-- START OF Page text --
Outsmarting your student loans

Woohooo you graduated! Things are great! You have that coveted degree (or two) and you never have to take an exam again! Yeah!

Just one thing though…you still have to pay for that degree. For new graduates (regardless of your field) this can be daunting. When I first calculated my loan repayment amounts I had to pour myself a stiff drink for the shock…yikes. The number was pretty high- almost as much as my rent! That is with scholarships, working multiple jobs, eating lots of beans and living a very slenderized lifestyle! It’s not easy being edumacated, that’s for sure.

Luckily, things aren’t as bad as they seemed. First of all, there are a number of repayment plans that are a little more forgiving than the evenly-spaced-repayment-over-ten-years plan. These alternative plans have encouraging titles, such as “Pay as You Earn,” and “Income Based Repayment,” and they will make paying back your loans a lot more tolerable (at least at first, while you are still working internships while waiting tables on the side). By signing up for one (the paperwork takes a few months, so be prepared) I expect to reduce my required payments by about 75% each month. Some service jobs (government work, teaching etc. etc.) allow forgiveness of the remainder of your loans after 10 years of steady payments (but don’t bet on this! It is still better to pay loans off more aggressively than to assume you will have them forgiven 10 years from now).
-- END OF Page text --
List of tasks:
(1) Copy the student loan post between "Outsmarting your student loans" and "exam again! Yeah!", inclusive.
(2) How many lines in the entries contain the string "shutter"? Give only the number.
The entries have no connection to the student loan post.
-- START OF Record list --
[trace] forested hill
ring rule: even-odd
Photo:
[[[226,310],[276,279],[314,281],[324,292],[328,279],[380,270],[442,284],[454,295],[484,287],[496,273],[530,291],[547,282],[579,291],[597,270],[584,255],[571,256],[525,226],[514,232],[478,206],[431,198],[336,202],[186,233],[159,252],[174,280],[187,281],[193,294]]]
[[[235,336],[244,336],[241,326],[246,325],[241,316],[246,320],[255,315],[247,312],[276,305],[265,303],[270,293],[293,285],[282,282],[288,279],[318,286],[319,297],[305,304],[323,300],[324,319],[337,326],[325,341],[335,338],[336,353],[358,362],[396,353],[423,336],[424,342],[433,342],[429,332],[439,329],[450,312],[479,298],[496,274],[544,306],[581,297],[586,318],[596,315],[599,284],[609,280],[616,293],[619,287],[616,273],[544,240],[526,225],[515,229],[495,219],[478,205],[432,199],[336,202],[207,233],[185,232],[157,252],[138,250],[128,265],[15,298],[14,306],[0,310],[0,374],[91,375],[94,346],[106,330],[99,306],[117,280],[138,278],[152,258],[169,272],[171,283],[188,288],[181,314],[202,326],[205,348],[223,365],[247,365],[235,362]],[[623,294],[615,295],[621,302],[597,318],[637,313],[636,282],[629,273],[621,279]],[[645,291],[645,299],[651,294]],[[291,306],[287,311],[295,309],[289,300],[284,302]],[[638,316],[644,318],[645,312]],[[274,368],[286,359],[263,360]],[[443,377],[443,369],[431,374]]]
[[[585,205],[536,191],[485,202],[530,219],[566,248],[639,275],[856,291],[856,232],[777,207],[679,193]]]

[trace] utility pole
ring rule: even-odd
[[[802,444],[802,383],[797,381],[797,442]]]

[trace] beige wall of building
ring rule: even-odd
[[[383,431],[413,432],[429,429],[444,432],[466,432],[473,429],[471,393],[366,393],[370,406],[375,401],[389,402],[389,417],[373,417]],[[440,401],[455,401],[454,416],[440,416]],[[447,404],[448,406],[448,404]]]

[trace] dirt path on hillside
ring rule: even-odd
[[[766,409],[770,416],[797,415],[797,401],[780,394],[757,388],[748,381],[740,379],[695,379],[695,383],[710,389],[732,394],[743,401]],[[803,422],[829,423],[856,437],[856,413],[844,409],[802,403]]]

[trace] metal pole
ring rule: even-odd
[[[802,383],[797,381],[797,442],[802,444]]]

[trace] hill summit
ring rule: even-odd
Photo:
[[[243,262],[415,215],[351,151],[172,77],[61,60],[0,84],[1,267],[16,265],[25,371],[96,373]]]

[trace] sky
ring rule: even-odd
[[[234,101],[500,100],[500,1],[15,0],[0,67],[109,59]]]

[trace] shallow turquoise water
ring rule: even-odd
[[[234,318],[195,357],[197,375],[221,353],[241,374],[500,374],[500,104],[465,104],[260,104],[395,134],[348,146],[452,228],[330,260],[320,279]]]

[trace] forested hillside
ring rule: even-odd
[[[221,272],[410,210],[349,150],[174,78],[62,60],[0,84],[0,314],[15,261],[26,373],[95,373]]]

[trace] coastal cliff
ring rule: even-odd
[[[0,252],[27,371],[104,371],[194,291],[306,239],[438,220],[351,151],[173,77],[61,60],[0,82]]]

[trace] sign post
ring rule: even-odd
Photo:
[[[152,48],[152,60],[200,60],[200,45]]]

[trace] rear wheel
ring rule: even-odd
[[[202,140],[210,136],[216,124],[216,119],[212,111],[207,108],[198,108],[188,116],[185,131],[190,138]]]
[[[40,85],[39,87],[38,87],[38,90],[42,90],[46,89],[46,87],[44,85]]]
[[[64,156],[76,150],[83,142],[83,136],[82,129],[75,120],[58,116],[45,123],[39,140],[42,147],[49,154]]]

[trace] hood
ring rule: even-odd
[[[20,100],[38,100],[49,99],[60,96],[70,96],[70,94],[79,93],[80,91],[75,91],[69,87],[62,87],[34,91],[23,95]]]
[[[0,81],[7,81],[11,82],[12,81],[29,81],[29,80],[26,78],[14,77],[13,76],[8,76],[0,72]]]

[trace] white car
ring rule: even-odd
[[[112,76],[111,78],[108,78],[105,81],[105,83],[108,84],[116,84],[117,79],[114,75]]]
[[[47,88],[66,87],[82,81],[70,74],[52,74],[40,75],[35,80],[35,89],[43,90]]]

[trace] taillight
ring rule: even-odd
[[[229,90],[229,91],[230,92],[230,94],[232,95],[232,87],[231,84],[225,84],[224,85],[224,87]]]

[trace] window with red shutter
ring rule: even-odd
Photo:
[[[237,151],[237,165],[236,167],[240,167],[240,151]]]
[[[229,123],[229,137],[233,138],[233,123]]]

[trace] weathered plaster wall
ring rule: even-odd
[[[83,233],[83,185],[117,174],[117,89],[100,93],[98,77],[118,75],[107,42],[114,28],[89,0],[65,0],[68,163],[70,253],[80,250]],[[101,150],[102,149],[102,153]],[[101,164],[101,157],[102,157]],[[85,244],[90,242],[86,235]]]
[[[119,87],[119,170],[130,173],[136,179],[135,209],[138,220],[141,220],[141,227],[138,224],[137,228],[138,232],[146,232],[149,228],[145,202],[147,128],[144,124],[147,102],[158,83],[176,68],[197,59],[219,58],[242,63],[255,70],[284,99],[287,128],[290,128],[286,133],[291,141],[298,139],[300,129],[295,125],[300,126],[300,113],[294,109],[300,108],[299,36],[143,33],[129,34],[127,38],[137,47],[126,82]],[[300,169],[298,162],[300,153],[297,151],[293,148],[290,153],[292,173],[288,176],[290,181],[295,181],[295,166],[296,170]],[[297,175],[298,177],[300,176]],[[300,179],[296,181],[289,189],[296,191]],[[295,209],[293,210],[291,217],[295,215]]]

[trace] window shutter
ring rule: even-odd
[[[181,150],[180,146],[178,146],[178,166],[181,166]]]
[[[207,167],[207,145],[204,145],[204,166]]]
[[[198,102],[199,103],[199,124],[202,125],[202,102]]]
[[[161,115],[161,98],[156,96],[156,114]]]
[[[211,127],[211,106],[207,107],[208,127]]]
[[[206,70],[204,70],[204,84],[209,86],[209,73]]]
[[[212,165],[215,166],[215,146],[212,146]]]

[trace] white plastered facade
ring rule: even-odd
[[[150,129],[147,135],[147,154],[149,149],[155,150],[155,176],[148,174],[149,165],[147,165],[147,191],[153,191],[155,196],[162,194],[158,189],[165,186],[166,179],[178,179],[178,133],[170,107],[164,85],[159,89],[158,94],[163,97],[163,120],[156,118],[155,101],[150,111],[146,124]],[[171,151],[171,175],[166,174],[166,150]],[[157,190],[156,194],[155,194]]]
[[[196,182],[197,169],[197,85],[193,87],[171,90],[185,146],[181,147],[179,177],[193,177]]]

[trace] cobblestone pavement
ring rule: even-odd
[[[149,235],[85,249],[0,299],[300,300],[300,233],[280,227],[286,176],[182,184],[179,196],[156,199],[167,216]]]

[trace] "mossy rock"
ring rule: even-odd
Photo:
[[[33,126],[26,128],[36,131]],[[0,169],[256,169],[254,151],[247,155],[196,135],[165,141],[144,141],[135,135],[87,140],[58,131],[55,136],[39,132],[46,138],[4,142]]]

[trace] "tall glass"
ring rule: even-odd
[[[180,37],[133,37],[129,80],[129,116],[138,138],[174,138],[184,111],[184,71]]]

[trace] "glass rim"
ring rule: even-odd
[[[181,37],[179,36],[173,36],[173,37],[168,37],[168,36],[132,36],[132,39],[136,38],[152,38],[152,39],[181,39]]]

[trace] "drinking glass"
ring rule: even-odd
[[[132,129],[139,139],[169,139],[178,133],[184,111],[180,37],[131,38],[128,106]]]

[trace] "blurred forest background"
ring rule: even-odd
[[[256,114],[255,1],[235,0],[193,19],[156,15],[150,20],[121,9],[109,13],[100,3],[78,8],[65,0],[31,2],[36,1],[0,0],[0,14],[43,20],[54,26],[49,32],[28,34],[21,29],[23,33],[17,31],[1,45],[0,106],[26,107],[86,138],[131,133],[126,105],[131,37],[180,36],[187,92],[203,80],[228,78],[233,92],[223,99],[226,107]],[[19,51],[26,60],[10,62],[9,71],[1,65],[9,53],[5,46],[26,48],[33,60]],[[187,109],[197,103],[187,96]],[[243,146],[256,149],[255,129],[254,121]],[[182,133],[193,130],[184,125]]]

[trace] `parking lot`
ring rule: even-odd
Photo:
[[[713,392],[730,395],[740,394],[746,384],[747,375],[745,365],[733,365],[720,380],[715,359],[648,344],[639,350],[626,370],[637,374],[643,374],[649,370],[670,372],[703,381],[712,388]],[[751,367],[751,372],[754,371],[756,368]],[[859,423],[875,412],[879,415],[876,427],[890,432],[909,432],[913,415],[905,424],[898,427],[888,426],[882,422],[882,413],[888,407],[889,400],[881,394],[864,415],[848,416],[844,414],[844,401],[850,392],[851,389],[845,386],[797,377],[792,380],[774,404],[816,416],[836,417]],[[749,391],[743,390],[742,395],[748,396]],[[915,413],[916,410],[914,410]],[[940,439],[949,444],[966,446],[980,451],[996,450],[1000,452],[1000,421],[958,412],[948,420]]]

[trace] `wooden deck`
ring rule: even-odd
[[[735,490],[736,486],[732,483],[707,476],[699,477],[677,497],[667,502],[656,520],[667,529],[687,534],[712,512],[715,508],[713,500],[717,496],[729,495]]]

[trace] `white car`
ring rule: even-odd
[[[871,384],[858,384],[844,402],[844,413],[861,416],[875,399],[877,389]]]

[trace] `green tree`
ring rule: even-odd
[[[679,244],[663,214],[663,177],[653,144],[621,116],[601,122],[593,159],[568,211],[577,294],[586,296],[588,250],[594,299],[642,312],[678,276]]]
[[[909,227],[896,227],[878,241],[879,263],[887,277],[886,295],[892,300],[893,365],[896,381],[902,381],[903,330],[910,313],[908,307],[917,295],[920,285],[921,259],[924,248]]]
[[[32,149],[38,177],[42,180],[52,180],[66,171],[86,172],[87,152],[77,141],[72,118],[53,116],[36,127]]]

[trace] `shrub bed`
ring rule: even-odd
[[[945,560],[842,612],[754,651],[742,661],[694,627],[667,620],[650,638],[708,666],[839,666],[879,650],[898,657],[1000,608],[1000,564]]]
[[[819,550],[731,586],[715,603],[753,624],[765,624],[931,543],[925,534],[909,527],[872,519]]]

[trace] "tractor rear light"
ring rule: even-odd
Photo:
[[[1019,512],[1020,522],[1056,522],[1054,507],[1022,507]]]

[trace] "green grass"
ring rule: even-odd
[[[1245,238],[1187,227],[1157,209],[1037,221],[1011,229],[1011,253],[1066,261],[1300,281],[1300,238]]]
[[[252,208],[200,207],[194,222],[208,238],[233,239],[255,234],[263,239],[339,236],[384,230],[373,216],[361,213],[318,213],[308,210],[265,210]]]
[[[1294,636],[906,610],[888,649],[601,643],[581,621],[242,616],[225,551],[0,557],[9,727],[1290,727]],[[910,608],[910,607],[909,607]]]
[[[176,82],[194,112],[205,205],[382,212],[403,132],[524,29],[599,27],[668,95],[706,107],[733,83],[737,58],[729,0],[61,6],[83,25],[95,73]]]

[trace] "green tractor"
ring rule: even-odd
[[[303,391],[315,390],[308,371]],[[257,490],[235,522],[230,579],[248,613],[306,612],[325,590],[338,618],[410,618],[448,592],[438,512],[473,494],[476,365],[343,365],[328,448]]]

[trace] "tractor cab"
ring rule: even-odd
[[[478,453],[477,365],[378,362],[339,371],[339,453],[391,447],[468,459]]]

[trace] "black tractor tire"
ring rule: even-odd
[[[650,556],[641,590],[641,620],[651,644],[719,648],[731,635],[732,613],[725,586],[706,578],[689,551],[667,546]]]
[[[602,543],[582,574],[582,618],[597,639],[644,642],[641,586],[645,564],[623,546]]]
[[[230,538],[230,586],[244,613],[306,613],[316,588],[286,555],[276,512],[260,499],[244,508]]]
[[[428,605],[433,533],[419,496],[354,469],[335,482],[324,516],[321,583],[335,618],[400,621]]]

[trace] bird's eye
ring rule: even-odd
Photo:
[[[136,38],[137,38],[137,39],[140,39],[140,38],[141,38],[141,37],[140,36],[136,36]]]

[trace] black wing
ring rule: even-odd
-- END OF Record list --
Results in order:
(1)
Outsmarting your student loans

Woohooo you graduated! Things are great! You have that coveted degree (or two) and you never have to take an exam again! Yeah!

(2) 2